** Start of SUPPLIED MATERIAL **

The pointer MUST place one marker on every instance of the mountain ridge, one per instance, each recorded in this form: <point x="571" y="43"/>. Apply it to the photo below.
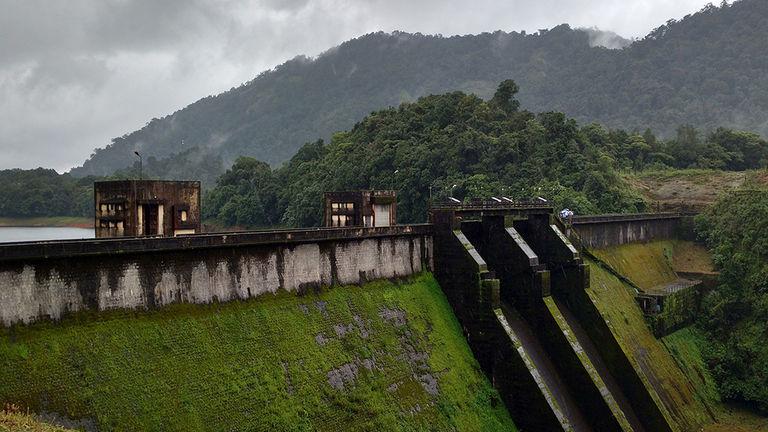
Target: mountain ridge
<point x="636" y="87"/>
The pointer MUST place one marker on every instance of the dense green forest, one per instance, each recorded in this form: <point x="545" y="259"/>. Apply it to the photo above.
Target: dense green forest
<point x="706" y="70"/>
<point x="483" y="147"/>
<point x="736" y="229"/>
<point x="461" y="144"/>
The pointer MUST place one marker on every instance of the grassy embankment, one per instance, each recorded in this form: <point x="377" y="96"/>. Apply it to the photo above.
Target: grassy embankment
<point x="673" y="366"/>
<point x="686" y="347"/>
<point x="20" y="422"/>
<point x="672" y="390"/>
<point x="652" y="265"/>
<point x="384" y="356"/>
<point x="52" y="221"/>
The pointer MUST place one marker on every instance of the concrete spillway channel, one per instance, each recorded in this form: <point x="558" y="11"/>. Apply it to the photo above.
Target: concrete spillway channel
<point x="542" y="370"/>
<point x="556" y="351"/>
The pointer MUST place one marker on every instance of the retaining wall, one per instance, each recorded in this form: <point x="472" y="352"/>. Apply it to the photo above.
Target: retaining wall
<point x="50" y="279"/>
<point x="613" y="230"/>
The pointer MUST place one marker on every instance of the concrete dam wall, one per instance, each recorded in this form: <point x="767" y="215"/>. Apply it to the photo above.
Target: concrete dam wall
<point x="47" y="280"/>
<point x="613" y="230"/>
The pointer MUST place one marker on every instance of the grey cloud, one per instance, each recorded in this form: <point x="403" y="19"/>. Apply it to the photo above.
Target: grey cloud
<point x="76" y="73"/>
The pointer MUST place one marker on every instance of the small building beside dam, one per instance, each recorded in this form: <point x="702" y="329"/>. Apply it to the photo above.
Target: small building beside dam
<point x="135" y="208"/>
<point x="523" y="287"/>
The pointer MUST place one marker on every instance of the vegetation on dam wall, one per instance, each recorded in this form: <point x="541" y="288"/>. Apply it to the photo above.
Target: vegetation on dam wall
<point x="736" y="230"/>
<point x="382" y="356"/>
<point x="21" y="422"/>
<point x="687" y="346"/>
<point x="672" y="390"/>
<point x="652" y="265"/>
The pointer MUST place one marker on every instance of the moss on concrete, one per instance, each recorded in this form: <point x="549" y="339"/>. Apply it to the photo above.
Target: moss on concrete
<point x="658" y="370"/>
<point x="648" y="265"/>
<point x="385" y="356"/>
<point x="653" y="265"/>
<point x="685" y="346"/>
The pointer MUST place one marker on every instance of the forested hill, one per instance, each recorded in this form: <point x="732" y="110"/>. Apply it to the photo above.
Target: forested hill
<point x="709" y="69"/>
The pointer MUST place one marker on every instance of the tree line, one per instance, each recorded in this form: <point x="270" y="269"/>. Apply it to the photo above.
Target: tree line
<point x="459" y="144"/>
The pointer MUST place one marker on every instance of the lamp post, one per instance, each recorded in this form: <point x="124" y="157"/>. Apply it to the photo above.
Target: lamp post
<point x="140" y="164"/>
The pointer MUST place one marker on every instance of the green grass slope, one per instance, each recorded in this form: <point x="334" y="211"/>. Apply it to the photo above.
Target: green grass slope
<point x="653" y="265"/>
<point x="670" y="387"/>
<point x="685" y="345"/>
<point x="384" y="356"/>
<point x="20" y="422"/>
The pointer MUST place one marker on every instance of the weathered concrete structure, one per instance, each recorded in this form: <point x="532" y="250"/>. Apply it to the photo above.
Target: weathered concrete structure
<point x="50" y="279"/>
<point x="518" y="288"/>
<point x="514" y="278"/>
<point x="367" y="208"/>
<point x="612" y="230"/>
<point x="130" y="208"/>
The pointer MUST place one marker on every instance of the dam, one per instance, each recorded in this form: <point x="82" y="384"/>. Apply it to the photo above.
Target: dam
<point x="524" y="288"/>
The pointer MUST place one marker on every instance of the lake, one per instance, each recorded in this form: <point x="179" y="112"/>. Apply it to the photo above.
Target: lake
<point x="16" y="234"/>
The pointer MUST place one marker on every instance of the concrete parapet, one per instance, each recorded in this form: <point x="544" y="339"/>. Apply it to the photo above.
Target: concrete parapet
<point x="613" y="230"/>
<point x="50" y="279"/>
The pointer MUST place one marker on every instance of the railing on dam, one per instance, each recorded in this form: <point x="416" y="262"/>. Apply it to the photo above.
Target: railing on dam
<point x="89" y="247"/>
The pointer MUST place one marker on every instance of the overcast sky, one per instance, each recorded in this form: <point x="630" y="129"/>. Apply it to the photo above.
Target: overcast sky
<point x="76" y="73"/>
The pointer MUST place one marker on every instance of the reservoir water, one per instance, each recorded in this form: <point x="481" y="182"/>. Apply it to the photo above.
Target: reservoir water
<point x="17" y="234"/>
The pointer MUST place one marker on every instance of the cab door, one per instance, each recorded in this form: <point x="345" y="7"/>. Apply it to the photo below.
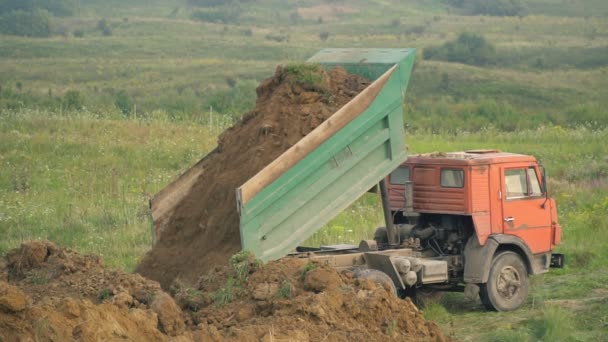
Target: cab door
<point x="526" y="211"/>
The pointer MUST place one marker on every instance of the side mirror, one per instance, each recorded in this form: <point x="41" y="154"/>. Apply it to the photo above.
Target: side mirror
<point x="544" y="184"/>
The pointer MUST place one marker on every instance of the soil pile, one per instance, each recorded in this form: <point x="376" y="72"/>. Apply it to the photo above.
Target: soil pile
<point x="203" y="230"/>
<point x="295" y="300"/>
<point x="49" y="293"/>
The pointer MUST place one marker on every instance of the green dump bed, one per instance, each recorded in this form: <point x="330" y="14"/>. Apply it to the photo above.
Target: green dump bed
<point x="327" y="170"/>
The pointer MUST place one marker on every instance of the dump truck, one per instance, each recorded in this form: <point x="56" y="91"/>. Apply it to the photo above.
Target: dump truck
<point x="478" y="221"/>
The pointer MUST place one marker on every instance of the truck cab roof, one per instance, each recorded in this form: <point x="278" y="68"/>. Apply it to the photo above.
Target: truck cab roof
<point x="469" y="157"/>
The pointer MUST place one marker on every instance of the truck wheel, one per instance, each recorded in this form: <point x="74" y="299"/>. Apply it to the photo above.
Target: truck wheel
<point x="377" y="277"/>
<point x="507" y="286"/>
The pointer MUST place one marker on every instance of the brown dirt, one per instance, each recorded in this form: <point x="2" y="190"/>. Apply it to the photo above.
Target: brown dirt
<point x="55" y="294"/>
<point x="280" y="301"/>
<point x="204" y="229"/>
<point x="68" y="296"/>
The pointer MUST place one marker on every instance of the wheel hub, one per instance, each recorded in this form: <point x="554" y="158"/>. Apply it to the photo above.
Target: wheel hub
<point x="508" y="282"/>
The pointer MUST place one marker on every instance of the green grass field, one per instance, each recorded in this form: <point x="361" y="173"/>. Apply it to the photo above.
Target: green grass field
<point x="83" y="177"/>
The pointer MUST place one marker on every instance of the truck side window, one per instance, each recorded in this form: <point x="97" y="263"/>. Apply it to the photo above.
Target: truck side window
<point x="534" y="183"/>
<point x="400" y="176"/>
<point x="515" y="181"/>
<point x="452" y="178"/>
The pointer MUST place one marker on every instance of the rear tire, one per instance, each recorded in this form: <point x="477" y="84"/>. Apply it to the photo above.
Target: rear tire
<point x="507" y="286"/>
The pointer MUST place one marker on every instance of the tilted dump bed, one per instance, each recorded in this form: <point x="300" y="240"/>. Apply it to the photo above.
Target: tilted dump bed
<point x="336" y="163"/>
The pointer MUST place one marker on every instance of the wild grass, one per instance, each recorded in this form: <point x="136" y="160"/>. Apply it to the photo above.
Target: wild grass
<point x="83" y="179"/>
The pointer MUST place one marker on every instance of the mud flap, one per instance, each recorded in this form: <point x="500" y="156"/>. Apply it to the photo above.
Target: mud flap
<point x="557" y="260"/>
<point x="477" y="260"/>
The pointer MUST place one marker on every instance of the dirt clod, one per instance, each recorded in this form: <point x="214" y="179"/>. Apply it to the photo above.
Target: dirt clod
<point x="170" y="317"/>
<point x="11" y="298"/>
<point x="321" y="279"/>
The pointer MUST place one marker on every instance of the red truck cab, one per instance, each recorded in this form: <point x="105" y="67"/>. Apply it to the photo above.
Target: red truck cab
<point x="485" y="212"/>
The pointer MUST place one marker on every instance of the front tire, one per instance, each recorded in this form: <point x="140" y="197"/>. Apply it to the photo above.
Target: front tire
<point x="507" y="286"/>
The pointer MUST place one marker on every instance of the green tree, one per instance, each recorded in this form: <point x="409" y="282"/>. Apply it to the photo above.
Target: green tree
<point x="36" y="23"/>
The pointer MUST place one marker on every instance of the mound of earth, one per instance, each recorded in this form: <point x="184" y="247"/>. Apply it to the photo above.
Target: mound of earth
<point x="202" y="230"/>
<point x="295" y="300"/>
<point x="49" y="293"/>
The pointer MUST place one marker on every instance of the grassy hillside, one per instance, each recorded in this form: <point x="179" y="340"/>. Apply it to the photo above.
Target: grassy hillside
<point x="550" y="69"/>
<point x="84" y="182"/>
<point x="92" y="124"/>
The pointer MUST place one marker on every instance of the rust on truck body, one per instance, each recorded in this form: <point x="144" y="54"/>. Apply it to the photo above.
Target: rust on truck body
<point x="502" y="192"/>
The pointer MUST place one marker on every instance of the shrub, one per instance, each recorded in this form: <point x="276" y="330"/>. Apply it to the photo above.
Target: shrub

** End of SUPPLIED MATERIAL **

• **OBJECTIVE**
Extract every line from the one containing "of the dirt" to the end of the entries, including both of those lines, exactly as given and with nothing added.

• **WRITTEN REPLY**
The pointer MUST place one marker on every instance of the dirt clod, one per instance, each recorded in this form: <point x="214" y="179"/>. Apply it to the photo above.
Target: dirt clod
<point x="170" y="317"/>
<point x="11" y="298"/>
<point x="321" y="279"/>
The pointer MUST place one marker on every instance of the red truck cab, one per instance, each recorded in this form: <point x="105" y="67"/>. Apply it to the photo above.
Target: red truck cab
<point x="485" y="212"/>
The pointer MUST place one marker on every instance of the front tire, one per instance, each recorded in this form: <point x="140" y="197"/>. Apply it to the photo above.
Target: front tire
<point x="507" y="286"/>
The pointer MUST place one marker on every instance of the green tree, one per instance, each recorded in this form: <point x="409" y="282"/>. Apply it to the photo above.
Target: green tree
<point x="36" y="23"/>
The pointer MUST place one marker on every instance of the mound of earth, one per instance, each recorded in this form: <point x="184" y="247"/>. Apply it to the photo above.
Target: mound of earth
<point x="202" y="230"/>
<point x="295" y="300"/>
<point x="49" y="293"/>
The pointer MUST place one marker on every instance of the grassy hillside, one per instance, each recorded in this form: <point x="179" y="340"/>. Apply it to the photo above.
Target: grassy hillside
<point x="550" y="69"/>
<point x="84" y="182"/>
<point x="92" y="124"/>
The pointer MUST place one marker on every instance of the rust on truck body, one per instance, each recorded in this form: <point x="144" y="54"/>. Apply it to the photo above.
Target: rust on truck body
<point x="502" y="192"/>
The pointer MUST place one marker on every instance of the shrub, one per instance, each recorded in this form: <point x="276" y="330"/>. Apply it to the photo above.
Target: shrub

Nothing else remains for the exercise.